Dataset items

'''

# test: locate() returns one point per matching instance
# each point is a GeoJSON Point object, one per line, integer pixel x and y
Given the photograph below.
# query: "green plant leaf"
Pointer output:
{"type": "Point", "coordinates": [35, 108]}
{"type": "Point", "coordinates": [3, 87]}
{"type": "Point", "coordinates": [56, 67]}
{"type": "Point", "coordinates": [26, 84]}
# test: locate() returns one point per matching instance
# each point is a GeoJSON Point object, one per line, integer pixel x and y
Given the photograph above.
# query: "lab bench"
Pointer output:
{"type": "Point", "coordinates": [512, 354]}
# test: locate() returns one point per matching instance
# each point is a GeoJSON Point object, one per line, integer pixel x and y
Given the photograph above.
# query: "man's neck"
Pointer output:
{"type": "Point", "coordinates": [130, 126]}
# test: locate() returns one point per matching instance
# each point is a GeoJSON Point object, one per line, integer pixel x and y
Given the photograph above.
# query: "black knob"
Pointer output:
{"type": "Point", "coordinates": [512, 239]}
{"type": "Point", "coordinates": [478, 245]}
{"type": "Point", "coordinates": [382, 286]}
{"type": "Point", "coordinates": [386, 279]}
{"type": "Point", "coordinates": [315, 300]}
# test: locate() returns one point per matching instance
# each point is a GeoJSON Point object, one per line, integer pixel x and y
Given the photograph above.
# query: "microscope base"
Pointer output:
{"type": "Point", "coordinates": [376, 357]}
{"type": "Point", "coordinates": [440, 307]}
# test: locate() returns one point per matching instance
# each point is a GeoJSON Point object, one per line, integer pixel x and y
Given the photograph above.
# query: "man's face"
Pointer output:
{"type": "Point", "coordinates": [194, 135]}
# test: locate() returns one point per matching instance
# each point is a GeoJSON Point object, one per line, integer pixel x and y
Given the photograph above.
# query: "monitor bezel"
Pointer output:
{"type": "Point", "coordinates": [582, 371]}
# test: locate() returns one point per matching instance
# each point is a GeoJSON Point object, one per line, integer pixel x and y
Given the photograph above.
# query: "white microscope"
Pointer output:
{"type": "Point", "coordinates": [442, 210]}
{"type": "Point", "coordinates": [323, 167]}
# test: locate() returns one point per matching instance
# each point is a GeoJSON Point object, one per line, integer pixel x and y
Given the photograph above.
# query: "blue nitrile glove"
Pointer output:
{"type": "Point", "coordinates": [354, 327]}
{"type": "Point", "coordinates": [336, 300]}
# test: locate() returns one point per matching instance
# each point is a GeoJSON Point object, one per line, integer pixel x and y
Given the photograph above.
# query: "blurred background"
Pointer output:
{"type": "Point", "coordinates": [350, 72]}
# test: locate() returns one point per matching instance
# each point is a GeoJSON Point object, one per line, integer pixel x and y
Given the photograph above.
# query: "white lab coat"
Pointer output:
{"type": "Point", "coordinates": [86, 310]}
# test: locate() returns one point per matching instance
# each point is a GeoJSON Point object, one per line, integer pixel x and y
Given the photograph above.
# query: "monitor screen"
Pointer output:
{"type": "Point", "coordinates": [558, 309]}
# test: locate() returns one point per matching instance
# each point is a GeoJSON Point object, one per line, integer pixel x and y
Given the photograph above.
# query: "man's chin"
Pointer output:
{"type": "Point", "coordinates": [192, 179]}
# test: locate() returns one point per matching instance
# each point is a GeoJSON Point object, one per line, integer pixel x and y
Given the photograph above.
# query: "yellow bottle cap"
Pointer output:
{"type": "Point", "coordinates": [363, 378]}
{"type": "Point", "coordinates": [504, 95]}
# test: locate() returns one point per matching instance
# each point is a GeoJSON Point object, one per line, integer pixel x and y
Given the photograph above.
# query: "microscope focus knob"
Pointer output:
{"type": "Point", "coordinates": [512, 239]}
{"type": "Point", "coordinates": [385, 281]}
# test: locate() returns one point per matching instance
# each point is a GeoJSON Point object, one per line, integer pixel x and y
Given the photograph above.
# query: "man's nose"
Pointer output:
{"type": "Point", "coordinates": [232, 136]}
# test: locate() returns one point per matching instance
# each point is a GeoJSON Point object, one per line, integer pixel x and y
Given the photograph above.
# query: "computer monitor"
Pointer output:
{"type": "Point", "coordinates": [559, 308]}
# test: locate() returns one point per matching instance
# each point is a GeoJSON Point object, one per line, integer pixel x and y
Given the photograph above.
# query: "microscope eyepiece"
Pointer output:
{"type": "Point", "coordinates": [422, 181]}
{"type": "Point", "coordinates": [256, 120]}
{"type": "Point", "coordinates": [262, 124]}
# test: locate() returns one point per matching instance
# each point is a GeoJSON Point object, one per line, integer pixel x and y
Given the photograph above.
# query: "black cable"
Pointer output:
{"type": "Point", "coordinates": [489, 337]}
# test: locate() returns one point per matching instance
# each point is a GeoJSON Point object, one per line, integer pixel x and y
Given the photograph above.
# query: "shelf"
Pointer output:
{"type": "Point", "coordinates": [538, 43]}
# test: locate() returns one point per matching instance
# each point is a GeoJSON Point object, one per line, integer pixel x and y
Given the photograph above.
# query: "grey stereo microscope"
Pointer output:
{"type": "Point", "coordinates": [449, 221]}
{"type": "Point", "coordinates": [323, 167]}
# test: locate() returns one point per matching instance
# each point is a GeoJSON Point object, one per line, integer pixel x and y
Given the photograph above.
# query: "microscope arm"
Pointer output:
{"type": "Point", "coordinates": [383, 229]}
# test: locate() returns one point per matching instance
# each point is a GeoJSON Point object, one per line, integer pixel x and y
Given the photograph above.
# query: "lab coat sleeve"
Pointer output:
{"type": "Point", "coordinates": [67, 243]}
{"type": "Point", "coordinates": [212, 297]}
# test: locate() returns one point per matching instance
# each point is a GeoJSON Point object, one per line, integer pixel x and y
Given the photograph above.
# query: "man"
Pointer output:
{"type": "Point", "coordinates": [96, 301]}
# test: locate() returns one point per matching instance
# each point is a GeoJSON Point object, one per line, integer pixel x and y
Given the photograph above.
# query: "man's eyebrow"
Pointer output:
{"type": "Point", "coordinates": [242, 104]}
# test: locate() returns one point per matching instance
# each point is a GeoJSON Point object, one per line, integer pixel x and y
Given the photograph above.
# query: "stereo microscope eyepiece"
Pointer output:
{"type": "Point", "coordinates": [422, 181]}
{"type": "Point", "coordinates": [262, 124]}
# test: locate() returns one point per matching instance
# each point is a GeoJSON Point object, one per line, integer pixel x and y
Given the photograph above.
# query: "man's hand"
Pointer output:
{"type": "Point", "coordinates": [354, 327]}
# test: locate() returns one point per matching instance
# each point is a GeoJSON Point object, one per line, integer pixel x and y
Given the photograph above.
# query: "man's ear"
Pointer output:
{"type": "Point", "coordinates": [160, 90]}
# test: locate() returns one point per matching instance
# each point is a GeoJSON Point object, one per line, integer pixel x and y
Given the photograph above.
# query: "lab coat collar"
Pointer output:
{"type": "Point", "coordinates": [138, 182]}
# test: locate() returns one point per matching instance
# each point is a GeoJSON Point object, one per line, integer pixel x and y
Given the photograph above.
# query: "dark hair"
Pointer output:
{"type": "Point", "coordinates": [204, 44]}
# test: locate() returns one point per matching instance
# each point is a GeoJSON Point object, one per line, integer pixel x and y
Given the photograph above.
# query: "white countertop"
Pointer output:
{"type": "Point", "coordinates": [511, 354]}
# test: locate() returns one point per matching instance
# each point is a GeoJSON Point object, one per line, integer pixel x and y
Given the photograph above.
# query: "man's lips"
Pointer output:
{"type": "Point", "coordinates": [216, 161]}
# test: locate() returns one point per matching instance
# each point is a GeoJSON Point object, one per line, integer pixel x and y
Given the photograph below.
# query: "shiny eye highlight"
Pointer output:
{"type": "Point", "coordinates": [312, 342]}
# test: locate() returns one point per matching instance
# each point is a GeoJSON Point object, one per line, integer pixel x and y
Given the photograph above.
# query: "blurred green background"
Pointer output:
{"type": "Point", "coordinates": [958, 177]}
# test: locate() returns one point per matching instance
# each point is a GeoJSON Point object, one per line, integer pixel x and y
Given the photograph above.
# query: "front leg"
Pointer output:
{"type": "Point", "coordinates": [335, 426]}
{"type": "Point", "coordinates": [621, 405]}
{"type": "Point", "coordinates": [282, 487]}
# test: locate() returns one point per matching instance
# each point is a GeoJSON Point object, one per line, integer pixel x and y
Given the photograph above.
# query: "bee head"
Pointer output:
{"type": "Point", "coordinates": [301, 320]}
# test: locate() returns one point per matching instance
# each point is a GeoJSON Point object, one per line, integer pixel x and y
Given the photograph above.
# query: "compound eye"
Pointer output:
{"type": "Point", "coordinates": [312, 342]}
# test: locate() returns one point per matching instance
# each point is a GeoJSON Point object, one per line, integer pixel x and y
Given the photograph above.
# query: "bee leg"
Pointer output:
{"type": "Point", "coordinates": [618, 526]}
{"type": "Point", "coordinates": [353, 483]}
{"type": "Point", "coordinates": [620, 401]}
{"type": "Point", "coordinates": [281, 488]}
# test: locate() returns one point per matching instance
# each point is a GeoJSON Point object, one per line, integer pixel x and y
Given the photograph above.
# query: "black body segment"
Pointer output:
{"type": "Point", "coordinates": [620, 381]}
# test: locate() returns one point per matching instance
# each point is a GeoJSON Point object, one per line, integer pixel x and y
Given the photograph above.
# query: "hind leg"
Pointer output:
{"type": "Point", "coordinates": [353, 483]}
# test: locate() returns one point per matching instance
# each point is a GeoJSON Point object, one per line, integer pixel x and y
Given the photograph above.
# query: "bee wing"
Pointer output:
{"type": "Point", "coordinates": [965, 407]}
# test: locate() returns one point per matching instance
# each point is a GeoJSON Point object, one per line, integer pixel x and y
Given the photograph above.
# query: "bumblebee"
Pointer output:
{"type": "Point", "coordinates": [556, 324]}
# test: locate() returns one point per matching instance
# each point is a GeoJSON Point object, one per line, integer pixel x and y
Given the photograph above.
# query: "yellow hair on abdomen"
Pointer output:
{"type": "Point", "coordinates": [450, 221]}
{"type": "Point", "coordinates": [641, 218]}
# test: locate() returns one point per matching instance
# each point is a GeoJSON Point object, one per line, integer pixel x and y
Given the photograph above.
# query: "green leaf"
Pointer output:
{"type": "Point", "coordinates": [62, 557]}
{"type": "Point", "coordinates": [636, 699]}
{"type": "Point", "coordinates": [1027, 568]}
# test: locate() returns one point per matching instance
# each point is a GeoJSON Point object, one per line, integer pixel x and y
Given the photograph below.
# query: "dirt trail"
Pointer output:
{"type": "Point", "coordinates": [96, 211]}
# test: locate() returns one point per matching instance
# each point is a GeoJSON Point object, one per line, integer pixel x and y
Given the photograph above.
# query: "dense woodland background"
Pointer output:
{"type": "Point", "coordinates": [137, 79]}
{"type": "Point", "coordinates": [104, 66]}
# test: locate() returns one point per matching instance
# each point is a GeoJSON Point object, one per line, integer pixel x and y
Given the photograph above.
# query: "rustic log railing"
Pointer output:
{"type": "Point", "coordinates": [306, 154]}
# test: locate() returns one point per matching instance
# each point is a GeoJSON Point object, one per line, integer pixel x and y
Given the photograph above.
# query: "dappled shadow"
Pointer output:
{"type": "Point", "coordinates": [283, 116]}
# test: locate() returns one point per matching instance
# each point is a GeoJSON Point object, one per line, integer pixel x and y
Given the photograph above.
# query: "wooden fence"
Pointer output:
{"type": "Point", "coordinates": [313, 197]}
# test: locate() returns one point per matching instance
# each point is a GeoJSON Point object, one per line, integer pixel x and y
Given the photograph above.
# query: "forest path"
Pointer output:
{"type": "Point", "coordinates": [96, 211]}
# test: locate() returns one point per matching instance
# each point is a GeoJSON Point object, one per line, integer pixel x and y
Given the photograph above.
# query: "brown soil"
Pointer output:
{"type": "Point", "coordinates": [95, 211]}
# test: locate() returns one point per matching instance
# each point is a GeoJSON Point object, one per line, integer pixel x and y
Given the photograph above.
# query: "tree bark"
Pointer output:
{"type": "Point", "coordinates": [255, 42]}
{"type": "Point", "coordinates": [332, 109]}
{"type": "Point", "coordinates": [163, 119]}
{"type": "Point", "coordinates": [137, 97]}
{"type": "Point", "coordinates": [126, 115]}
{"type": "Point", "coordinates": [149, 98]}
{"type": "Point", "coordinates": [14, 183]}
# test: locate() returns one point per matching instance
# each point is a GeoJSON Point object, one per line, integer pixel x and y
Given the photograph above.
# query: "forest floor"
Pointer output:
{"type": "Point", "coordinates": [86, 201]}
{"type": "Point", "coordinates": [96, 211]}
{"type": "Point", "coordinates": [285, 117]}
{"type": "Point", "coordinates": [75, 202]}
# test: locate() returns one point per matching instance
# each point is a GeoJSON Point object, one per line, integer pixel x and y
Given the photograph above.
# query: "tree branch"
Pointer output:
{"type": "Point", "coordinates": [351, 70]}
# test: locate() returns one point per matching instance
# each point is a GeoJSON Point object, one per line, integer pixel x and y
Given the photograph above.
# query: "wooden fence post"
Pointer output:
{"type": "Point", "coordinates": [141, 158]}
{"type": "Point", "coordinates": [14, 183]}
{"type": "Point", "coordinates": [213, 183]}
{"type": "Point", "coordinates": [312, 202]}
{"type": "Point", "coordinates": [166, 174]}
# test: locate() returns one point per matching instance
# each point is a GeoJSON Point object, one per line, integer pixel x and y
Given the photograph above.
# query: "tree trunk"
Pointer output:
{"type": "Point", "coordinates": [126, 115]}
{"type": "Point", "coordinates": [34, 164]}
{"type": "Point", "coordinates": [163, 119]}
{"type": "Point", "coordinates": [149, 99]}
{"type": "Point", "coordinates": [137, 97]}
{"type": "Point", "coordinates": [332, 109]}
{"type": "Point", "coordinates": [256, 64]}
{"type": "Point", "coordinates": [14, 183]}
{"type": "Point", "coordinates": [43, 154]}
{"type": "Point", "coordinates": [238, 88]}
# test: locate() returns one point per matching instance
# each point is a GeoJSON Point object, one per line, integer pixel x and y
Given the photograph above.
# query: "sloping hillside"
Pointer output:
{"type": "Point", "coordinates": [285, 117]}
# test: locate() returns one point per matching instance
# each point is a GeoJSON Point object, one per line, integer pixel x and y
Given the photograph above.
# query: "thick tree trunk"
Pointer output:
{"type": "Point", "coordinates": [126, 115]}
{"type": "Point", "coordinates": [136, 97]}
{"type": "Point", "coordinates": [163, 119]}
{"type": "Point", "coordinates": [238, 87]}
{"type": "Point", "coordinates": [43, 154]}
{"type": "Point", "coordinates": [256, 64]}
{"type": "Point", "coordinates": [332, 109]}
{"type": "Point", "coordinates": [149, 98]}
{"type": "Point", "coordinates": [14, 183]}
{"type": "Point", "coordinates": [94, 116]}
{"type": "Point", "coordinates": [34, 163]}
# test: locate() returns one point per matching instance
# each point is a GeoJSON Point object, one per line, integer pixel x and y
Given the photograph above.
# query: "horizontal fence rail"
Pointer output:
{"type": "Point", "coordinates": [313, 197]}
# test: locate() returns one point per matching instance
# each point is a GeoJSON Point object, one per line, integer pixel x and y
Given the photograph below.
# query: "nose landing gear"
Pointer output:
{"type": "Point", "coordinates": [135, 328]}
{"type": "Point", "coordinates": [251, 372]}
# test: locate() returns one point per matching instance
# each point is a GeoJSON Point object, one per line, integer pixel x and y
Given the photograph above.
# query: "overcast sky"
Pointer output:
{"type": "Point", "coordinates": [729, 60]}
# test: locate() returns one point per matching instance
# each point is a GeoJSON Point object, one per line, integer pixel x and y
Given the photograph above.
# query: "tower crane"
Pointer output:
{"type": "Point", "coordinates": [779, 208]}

'''

§ To do: Within the entries above, how many lines hold the string "stereo"? State the number with no other words.

§ Response box: 2